EXERCISE BRIEF
Copy out each line of the listing below that contains the word "pebble".

EXTRACTED MATERIAL

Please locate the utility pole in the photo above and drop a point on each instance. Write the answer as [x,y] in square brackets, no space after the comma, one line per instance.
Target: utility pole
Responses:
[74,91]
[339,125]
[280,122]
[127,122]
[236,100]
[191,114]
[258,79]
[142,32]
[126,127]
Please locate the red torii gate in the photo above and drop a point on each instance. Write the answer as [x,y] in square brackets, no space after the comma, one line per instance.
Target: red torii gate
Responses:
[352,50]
==
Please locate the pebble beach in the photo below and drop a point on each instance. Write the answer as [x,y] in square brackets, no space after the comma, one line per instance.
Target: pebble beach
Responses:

CORRECT RESPONSE
Please locate the pebble beach in the photo below and drop a point on each instance. Write the answer as [x,y] in square brackets, no space after the comma, one line per instance.
Target: pebble beach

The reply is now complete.